» What you should do
Add 73 to every answer coordinate in the entries from the line with "[mark] the wooden" through the end of the entries, and write those lines out again in full, requests included. Leave the numbers in the requests and their sample coordinates unchanged.

» Source data
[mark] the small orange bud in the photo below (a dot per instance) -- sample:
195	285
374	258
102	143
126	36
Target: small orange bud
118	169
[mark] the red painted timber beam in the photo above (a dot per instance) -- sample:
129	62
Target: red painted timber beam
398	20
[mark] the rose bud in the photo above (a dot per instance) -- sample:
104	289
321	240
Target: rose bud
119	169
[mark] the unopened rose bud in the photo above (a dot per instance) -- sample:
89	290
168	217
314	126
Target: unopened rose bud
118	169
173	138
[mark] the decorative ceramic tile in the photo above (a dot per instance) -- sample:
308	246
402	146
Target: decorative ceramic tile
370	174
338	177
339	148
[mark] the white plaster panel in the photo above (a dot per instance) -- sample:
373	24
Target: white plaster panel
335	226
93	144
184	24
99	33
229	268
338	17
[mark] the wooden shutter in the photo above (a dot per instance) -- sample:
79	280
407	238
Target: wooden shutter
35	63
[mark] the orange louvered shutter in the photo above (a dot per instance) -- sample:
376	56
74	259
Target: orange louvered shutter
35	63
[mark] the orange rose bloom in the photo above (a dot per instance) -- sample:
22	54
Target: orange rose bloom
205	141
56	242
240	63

» Output for this exercise
[mark] the wooden shutter in the photo above (a dot per instance) -- sample:
79	280
407	238
Target: wooden shutter
108	136
[mark] the orange louvered shutter in the photo above (a dot per instance) -- sample:
376	56
74	259
Target: orange louvered shutter
108	136
[mark] the orange rose bloom in the photo above (a dot per instance) -- sample:
22	54
Target: orange rose bloom
278	214
129	315
313	136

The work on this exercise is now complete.